## What the task asks
Each entry that follows must be output without any deviation.

## Given information
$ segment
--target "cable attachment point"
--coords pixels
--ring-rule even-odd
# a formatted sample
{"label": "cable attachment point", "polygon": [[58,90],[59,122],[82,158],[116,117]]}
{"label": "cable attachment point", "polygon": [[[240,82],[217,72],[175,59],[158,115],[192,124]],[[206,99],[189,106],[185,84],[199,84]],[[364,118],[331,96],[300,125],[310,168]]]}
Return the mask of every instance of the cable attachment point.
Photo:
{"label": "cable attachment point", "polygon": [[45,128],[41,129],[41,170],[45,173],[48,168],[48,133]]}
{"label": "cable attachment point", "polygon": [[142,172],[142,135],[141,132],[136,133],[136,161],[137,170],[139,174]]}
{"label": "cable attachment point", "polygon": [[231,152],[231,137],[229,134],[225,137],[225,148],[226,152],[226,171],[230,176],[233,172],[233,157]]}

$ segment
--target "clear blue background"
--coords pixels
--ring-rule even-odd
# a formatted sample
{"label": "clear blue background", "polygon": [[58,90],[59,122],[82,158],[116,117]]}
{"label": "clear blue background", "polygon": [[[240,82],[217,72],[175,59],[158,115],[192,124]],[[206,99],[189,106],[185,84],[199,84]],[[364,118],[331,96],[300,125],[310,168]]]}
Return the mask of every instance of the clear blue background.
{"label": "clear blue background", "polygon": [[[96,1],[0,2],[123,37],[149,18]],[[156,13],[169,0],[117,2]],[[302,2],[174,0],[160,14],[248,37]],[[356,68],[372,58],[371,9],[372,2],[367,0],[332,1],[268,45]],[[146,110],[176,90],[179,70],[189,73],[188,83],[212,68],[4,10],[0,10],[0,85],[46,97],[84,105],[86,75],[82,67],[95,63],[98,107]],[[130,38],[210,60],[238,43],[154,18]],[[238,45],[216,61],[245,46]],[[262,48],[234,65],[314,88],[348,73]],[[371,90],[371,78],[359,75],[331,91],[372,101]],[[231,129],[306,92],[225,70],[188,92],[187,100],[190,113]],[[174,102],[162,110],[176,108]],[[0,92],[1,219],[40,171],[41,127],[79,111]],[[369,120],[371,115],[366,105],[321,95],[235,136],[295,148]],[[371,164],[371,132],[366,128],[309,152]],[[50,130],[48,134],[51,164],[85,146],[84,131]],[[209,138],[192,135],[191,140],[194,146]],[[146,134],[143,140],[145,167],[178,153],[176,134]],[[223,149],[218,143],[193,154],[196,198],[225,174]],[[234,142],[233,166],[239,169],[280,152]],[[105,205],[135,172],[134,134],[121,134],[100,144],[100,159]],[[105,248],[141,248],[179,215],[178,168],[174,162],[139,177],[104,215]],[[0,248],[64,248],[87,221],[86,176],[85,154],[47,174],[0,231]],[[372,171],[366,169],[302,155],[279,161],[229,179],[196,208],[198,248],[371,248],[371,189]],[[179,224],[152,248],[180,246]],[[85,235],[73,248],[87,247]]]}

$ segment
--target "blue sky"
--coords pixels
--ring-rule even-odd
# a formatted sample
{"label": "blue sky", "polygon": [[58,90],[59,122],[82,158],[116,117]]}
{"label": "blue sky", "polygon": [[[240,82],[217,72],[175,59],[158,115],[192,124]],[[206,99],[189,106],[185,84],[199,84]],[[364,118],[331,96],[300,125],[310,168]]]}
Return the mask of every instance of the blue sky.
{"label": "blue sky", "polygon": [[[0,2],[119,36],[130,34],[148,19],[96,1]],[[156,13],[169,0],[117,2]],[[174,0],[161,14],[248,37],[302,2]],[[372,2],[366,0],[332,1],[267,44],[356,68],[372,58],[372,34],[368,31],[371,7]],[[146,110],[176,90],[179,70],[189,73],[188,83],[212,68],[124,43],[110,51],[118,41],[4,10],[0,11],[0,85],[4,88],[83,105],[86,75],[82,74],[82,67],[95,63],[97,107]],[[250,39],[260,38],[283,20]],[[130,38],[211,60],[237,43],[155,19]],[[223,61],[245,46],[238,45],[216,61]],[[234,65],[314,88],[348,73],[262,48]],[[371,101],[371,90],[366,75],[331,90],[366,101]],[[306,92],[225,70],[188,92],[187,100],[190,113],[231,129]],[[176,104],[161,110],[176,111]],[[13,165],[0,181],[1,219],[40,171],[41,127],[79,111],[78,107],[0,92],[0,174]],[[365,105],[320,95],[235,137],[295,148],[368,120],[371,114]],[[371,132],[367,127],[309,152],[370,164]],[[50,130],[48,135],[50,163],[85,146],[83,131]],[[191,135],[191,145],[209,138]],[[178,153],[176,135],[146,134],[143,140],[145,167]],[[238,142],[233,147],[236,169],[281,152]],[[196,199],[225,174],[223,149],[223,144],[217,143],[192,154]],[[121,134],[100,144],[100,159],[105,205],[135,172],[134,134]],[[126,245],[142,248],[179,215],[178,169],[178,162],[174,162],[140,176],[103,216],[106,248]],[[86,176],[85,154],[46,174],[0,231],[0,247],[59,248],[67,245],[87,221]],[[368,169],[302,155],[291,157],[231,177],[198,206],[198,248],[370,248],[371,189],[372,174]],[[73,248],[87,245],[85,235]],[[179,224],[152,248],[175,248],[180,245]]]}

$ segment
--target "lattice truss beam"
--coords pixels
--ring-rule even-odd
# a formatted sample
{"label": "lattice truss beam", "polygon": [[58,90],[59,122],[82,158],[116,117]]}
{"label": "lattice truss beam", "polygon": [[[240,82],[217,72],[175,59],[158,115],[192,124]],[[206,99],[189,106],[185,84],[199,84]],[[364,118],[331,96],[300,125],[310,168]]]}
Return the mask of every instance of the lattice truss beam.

## Result for this exercise
$ segment
--target "cable attachment point"
--coords pixels
--ring-rule even-odd
# a formatted sample
{"label": "cable attachment point", "polygon": [[58,90],[59,122],[82,158],[116,117]]}
{"label": "cable attachment point", "polygon": [[[240,82],[217,72],[175,59],[158,115],[192,124]],[[206,99],[189,106],[185,84],[199,84]],[[364,118],[331,96],[300,125],[310,168]]]}
Return the mask of every instance of the cable attachment point.
Photo:
{"label": "cable attachment point", "polygon": [[45,128],[41,129],[41,170],[45,173],[48,168],[48,133]]}
{"label": "cable attachment point", "polygon": [[142,172],[142,135],[141,132],[136,133],[136,161],[137,170],[139,174]]}
{"label": "cable attachment point", "polygon": [[231,152],[231,137],[229,134],[225,137],[225,148],[226,152],[226,171],[230,176],[233,172],[233,157]]}

$ segment
--target "clear blue background"
--coords pixels
--ring-rule even-odd
# a formatted sample
{"label": "clear blue background", "polygon": [[58,90],[59,122],[82,158],[116,117]]}
{"label": "clear blue background", "polygon": [[[240,82],[217,72],[175,59],[158,115],[192,124]],[[206,99],[189,106],[185,84],[199,84]],[[364,118],[331,96],[300,125],[310,168]]]}
Return the mask of every instance of the clear blue background.
{"label": "clear blue background", "polygon": [[[96,1],[0,2],[123,37],[149,18]],[[156,13],[169,0],[117,2]],[[302,2],[174,0],[160,14],[248,37]],[[356,68],[372,58],[371,9],[372,2],[367,0],[332,1],[268,45]],[[146,110],[176,90],[179,70],[189,73],[188,83],[212,68],[4,10],[0,10],[0,85],[46,97],[84,105],[86,75],[82,67],[95,63],[98,107]],[[130,38],[210,60],[238,43],[154,18]],[[238,45],[216,61],[245,46]],[[262,48],[234,65],[314,88],[348,73]],[[371,90],[371,78],[359,75],[331,91],[372,101]],[[231,129],[306,92],[225,70],[188,92],[187,100],[190,113]],[[174,102],[162,110],[176,108]],[[0,92],[1,219],[40,171],[41,127],[79,111]],[[369,120],[371,115],[366,105],[321,95],[235,136],[295,148]],[[371,164],[371,132],[366,128],[309,152]],[[50,130],[48,134],[51,164],[85,146],[84,131]],[[209,138],[192,135],[191,140],[194,146]],[[146,134],[143,140],[145,167],[178,153],[176,134]],[[223,149],[218,143],[193,154],[196,198],[225,174]],[[234,142],[233,166],[239,169],[280,152]],[[105,205],[135,172],[134,134],[121,134],[100,144],[100,159]],[[105,248],[141,248],[179,215],[178,168],[174,162],[139,177],[104,215]],[[0,248],[64,248],[87,221],[86,176],[85,154],[47,174],[0,231]],[[372,171],[366,169],[302,155],[279,161],[229,179],[196,208],[198,248],[371,248],[371,189]],[[179,224],[152,248],[180,246]],[[85,235],[73,248],[87,247]]]}

$ segment
--target "blue sky"
--coords pixels
--ring-rule even-odd
# a formatted sample
{"label": "blue sky", "polygon": [[58,90],[59,122],[82,158],[116,117]]}
{"label": "blue sky", "polygon": [[[240,82],[217,72],[175,59],[158,115],[192,124]],[[206,99],[189,106],[185,84],[199,84]],[[364,118],[331,96],[300,125],[310,168]]]}
Return the mask of every instance of the blue sky.
{"label": "blue sky", "polygon": [[[0,2],[119,36],[130,34],[148,19],[96,1]],[[156,13],[169,0],[117,2]],[[174,0],[161,14],[248,37],[302,2]],[[372,2],[366,0],[332,1],[267,44],[356,68],[372,58],[372,34],[368,31],[371,7]],[[146,110],[176,90],[179,70],[189,73],[188,83],[212,68],[124,43],[110,51],[118,41],[4,10],[0,11],[0,85],[4,88],[83,105],[86,75],[82,74],[82,67],[95,63],[97,107]],[[250,39],[260,38],[283,20]],[[130,38],[211,60],[237,43],[155,19]],[[223,61],[245,46],[238,45],[216,61]],[[234,65],[314,88],[348,73],[262,48]],[[371,101],[371,90],[366,75],[331,90],[366,101]],[[306,92],[225,70],[188,92],[187,100],[190,113],[231,129]],[[176,104],[161,110],[176,111]],[[13,165],[0,181],[1,219],[40,171],[41,127],[79,111],[78,107],[0,92],[0,174]],[[365,105],[320,95],[235,137],[295,148],[368,120],[371,114]],[[371,132],[367,127],[309,152],[370,164]],[[50,130],[48,135],[50,163],[85,146],[83,131]],[[191,135],[191,145],[209,138]],[[178,153],[176,135],[146,134],[143,140],[145,167]],[[238,142],[233,147],[236,169],[281,152]],[[196,199],[225,174],[223,149],[223,144],[217,143],[192,154]],[[121,134],[100,144],[100,159],[105,205],[135,172],[134,134]],[[126,245],[142,248],[179,215],[178,169],[178,162],[174,162],[140,176],[103,216],[106,248]],[[86,176],[85,154],[46,174],[0,231],[0,247],[59,248],[67,245],[87,221]],[[368,169],[302,155],[291,157],[231,177],[198,206],[198,248],[370,248],[371,189],[372,174]],[[73,248],[87,245],[85,235]],[[179,224],[152,248],[175,248],[180,245]]]}

$ segment
--target "lattice truss beam"
--coords pixels
--ring-rule even-odd
# a formatted sample
{"label": "lattice truss beam", "polygon": [[58,90],[59,122],[82,158],[116,117]]}
{"label": "lattice truss beam", "polygon": [[[240,82],[217,72],[175,59],[158,115],[192,124]],[[206,99],[189,106],[185,84],[199,84]],[[364,118],[331,96],[300,125],[310,168]]]}
Return the mask of every instance of the lattice truss beam.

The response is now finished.